* [AIM OF THE EXERCISE]: Format the items below as a Markdown table with the columns Row and Line. Cover only the part from the start of the items through the line containing "[(323, 798), (331, 487)]", both ends included, skipping blank lines and leaving out the pictures.

☆ ☆ ☆ ☆ ☆ ☆ ☆

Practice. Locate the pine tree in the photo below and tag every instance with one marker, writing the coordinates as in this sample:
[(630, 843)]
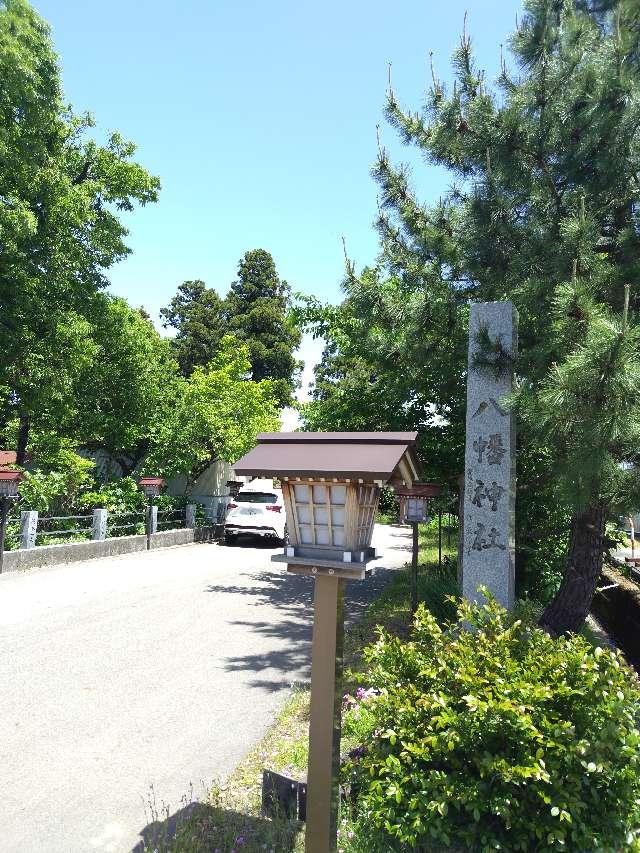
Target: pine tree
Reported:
[(259, 312), (544, 212), (198, 315)]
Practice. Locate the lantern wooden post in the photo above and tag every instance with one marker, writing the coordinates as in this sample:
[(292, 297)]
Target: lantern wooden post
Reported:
[(323, 798), (331, 487)]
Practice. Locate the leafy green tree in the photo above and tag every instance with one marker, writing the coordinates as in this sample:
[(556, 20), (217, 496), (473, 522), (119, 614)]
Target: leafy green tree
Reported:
[(215, 414), (387, 366), (126, 388), (198, 315), (60, 196), (543, 211), (259, 311)]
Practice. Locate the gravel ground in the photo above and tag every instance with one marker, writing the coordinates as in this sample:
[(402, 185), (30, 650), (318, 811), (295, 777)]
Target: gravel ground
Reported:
[(155, 669)]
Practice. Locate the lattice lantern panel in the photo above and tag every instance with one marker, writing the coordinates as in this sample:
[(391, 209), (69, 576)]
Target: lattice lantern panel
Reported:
[(338, 516)]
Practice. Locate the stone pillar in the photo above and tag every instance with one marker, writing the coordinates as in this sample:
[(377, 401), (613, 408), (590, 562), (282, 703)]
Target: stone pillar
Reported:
[(460, 526), (489, 481), (99, 524), (28, 528)]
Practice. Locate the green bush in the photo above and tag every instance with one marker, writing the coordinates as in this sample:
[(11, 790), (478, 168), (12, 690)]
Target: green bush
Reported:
[(121, 497), (491, 735)]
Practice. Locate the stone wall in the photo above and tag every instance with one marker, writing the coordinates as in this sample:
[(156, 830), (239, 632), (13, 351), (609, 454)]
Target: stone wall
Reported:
[(51, 555)]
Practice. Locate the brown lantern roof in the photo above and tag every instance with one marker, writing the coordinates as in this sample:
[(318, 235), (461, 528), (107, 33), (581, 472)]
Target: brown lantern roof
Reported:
[(370, 456)]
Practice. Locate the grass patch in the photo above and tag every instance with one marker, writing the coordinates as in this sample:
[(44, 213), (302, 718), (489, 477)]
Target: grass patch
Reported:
[(228, 819)]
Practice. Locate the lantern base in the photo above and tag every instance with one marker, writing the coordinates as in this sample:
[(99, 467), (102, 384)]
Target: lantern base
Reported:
[(350, 565)]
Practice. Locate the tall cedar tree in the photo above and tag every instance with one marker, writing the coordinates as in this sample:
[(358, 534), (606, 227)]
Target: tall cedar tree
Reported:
[(259, 311), (543, 211), (198, 315), (60, 195)]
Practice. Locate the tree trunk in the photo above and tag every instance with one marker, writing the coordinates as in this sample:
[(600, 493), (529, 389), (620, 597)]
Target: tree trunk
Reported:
[(570, 607), (23, 439)]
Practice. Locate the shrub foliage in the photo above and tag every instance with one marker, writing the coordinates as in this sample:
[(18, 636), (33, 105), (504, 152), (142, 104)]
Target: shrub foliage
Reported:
[(491, 735)]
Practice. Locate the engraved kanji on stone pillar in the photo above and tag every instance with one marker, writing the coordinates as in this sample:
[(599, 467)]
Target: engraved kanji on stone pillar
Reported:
[(489, 486)]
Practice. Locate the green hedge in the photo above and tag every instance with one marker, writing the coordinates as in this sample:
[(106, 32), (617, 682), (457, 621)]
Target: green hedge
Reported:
[(490, 735)]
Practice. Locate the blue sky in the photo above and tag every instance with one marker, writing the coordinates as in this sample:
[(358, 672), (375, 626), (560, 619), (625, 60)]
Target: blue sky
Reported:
[(260, 119)]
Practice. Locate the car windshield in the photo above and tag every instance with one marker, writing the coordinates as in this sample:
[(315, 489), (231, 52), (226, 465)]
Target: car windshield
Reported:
[(256, 498)]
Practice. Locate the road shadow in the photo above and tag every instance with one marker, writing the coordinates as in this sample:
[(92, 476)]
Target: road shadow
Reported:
[(292, 596), (203, 828)]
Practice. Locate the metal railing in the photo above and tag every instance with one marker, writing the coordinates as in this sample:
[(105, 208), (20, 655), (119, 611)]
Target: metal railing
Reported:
[(36, 530), (53, 527), (175, 519)]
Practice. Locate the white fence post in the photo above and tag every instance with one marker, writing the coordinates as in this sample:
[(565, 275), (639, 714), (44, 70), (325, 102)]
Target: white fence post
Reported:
[(99, 530), (28, 528)]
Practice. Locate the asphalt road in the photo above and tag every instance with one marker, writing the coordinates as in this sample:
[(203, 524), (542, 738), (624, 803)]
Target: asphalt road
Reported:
[(146, 671)]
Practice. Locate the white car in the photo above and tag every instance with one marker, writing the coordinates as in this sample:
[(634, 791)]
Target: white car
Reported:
[(257, 510)]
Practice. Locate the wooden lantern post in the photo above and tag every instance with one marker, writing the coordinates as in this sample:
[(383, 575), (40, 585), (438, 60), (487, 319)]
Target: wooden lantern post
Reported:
[(331, 487)]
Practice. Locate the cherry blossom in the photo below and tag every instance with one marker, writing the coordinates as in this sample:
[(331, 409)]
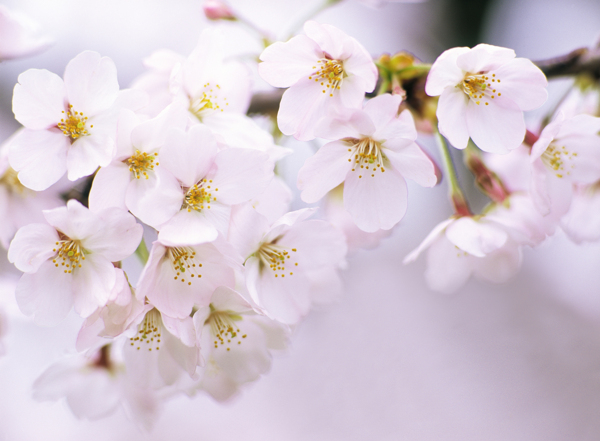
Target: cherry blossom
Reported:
[(68, 260), (69, 125), (193, 206), (566, 152), (483, 93), (177, 278), (290, 264), (236, 343), (374, 153), (18, 36), (325, 70)]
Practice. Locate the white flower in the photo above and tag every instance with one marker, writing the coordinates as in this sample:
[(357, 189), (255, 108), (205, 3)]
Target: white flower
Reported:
[(325, 70), (235, 342), (483, 93), (69, 261), (70, 125)]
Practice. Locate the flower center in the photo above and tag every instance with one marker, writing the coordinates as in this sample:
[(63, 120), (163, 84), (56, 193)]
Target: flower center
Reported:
[(141, 163), (368, 157), (11, 182), (73, 124), (149, 331), (329, 73), (208, 101), (276, 257), (199, 196), (184, 259), (223, 328), (480, 87), (558, 160), (69, 253)]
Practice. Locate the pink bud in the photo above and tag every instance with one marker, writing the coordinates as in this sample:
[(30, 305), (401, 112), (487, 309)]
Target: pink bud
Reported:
[(217, 10)]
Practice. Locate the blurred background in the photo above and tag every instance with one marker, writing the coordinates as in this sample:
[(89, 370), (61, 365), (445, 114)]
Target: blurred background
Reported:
[(392, 360)]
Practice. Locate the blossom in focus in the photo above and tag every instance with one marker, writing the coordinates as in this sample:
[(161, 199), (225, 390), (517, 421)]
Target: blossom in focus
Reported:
[(68, 260), (567, 152), (177, 278), (483, 93), (70, 125), (19, 205), (290, 264), (18, 36), (325, 70), (375, 151), (236, 343)]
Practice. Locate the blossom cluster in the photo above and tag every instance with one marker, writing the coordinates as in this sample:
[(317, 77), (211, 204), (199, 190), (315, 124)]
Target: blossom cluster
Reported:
[(232, 269)]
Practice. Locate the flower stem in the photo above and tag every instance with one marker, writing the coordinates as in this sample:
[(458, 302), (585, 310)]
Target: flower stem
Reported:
[(312, 13), (461, 207), (142, 252)]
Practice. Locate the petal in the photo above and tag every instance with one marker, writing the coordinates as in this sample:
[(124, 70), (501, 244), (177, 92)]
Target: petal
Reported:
[(476, 238), (325, 170), (444, 72), (39, 99), (32, 245), (40, 157), (452, 116), (87, 154), (91, 83), (375, 202), (47, 294), (283, 64), (496, 128)]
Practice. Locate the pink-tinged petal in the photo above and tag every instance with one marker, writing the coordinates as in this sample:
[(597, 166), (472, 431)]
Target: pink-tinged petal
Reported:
[(522, 82), (40, 157), (109, 187), (325, 170), (189, 156), (375, 202), (476, 238), (87, 154), (152, 134), (155, 201), (496, 128), (413, 164), (91, 83), (118, 237), (451, 113), (246, 229), (383, 109), (484, 57), (431, 237), (240, 175), (92, 283), (285, 299), (500, 265), (401, 128), (32, 245), (346, 124), (444, 72), (188, 228), (351, 91), (39, 99), (447, 267), (283, 64), (46, 294), (314, 244), (302, 107)]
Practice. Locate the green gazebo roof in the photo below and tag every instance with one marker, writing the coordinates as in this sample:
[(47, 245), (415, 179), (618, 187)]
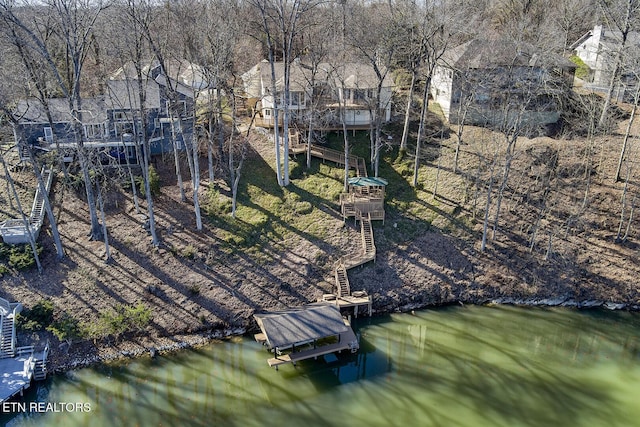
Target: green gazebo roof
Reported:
[(361, 181)]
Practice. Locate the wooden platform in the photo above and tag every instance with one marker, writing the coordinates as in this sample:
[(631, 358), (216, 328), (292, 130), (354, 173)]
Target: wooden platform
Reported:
[(348, 301), (347, 341), (17, 373)]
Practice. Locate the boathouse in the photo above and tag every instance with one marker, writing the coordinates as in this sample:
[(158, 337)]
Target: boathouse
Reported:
[(304, 333), (18, 365)]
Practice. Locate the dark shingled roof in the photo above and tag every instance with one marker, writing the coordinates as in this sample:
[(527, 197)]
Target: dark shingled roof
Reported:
[(290, 327), (367, 181), (31, 110), (482, 53)]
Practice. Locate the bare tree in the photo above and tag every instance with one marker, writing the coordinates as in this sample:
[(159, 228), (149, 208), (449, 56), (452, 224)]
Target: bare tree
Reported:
[(622, 16)]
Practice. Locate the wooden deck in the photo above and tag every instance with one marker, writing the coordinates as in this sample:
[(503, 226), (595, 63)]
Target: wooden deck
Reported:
[(346, 341), (363, 202), (356, 300)]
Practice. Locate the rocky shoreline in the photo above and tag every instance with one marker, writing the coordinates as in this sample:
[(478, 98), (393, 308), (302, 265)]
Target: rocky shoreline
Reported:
[(128, 350)]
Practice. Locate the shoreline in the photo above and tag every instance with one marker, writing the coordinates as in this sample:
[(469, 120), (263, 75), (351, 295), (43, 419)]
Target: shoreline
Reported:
[(129, 350)]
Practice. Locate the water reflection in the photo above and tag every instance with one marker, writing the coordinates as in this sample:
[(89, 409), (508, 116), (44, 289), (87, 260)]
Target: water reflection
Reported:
[(472, 366)]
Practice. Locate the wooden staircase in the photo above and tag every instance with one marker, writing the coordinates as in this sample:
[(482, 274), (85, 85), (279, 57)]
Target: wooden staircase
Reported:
[(367, 237), (14, 231), (7, 328), (348, 206), (342, 280), (40, 366)]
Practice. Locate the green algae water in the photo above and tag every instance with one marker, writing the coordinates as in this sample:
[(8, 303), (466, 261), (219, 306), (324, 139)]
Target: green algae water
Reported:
[(463, 366)]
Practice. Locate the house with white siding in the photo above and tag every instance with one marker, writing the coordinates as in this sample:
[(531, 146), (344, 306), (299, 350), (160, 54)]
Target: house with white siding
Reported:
[(325, 92), (487, 82)]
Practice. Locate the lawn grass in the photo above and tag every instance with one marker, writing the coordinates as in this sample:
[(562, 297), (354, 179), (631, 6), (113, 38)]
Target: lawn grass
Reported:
[(268, 216)]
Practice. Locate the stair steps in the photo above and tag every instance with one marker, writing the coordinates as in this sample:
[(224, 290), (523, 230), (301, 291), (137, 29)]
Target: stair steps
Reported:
[(7, 339)]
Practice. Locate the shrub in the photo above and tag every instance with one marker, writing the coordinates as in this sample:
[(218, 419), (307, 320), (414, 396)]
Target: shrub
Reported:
[(36, 318), (154, 183), (19, 257), (65, 327), (121, 320)]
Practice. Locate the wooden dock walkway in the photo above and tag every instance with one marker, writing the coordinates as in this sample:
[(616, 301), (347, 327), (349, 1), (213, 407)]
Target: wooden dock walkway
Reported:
[(346, 341), (366, 205), (18, 365)]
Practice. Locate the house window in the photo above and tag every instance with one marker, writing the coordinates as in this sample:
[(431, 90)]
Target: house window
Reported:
[(347, 95), (120, 116), (94, 130), (296, 98), (123, 127), (359, 95), (48, 135), (179, 108)]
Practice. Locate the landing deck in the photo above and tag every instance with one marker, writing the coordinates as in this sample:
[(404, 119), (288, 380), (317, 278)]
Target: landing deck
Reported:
[(347, 341), (16, 375), (346, 301)]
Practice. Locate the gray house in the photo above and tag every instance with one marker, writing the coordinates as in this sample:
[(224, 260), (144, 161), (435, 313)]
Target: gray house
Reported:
[(485, 82), (112, 122), (325, 91)]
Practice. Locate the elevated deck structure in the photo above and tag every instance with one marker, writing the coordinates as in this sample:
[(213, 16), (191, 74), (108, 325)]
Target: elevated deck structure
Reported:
[(18, 365), (305, 333), (18, 231), (365, 202)]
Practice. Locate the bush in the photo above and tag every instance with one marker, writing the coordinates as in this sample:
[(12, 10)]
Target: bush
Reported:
[(37, 318), (154, 183), (66, 328), (119, 321), (19, 257)]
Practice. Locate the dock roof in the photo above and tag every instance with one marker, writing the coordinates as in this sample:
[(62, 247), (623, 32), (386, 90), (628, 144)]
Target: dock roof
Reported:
[(300, 325), (367, 181)]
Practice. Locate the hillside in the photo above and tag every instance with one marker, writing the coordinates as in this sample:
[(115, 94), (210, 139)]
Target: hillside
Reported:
[(281, 249)]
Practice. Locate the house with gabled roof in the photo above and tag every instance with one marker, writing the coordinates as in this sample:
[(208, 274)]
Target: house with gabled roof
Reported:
[(486, 82), (327, 91), (597, 48), (113, 121)]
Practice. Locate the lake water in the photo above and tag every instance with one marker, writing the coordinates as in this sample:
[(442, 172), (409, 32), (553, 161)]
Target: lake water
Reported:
[(462, 366)]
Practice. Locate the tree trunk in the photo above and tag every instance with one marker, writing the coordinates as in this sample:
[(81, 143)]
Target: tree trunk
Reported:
[(627, 133), (107, 248), (423, 118), (25, 220), (407, 116)]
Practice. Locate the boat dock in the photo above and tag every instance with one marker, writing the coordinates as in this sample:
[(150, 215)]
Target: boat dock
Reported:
[(18, 365), (355, 300), (305, 333)]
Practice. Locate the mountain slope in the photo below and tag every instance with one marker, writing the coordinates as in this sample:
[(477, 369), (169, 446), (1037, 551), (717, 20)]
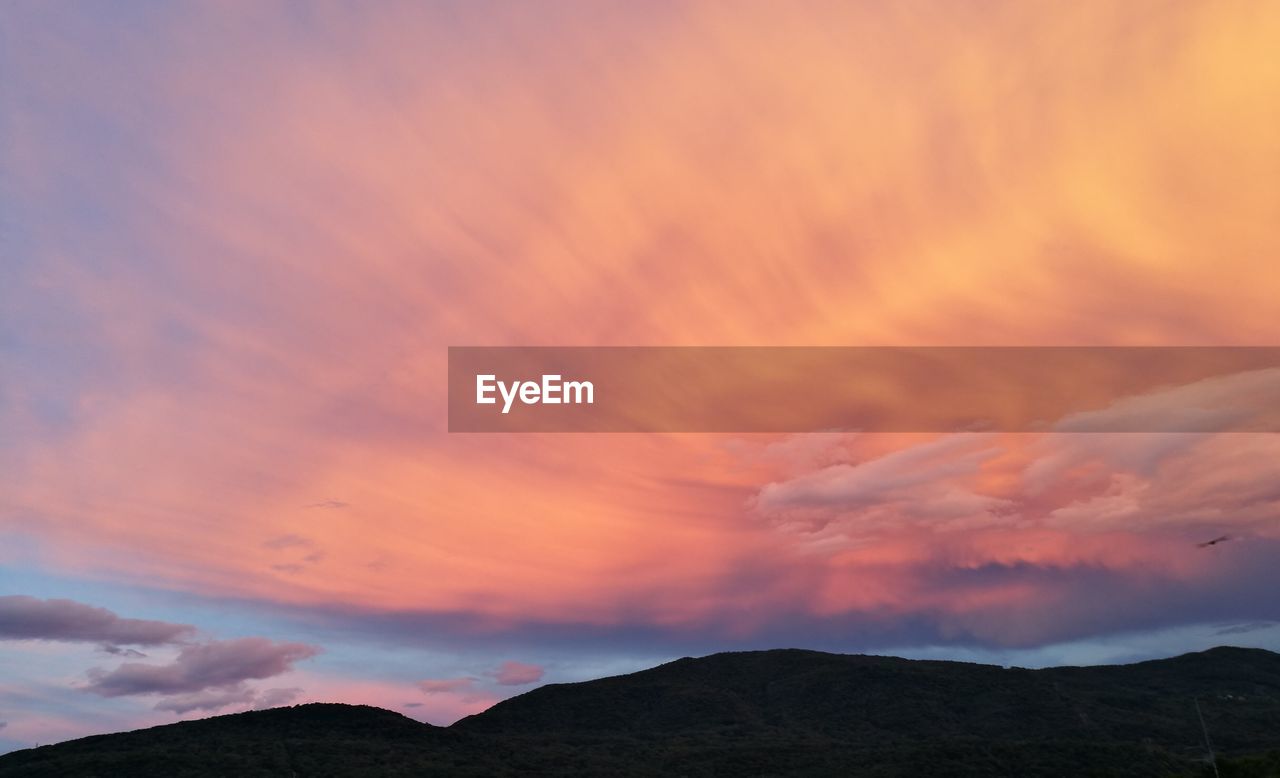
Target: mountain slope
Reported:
[(784, 712)]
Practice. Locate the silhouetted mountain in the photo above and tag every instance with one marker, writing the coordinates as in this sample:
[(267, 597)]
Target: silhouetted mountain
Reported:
[(758, 713)]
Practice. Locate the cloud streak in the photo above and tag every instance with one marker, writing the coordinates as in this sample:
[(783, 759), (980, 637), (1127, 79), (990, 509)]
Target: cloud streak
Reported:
[(24, 617), (219, 664)]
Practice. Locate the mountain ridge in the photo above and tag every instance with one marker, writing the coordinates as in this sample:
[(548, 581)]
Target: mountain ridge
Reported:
[(777, 712)]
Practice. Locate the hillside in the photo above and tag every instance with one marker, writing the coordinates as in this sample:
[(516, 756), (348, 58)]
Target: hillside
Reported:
[(782, 712)]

☆ ☆ ☆ ☆ ☆ ☆ ☆

* [REPLY]:
| Row | Line |
|---|---|
| 1 | Practice. Locate the pine tree in the photo below and tag every instance with one marker, writing the coordinates as in this sample: |
| 2 | [(630, 843)] |
| 3 | Target: pine tree |
| 4 | Reported: |
| 5 | [(259, 312), (544, 212), (198, 315)] |
| 6 | Practice. Locate the lantern wooden post in the photo above and tag every instance with one marker, writing the coordinates as in this sample: |
| 7 | [(292, 297)] |
| 8 | Target: lantern wooden post |
| 9 | Reported: |
| 10 | [(323, 798), (331, 487)] |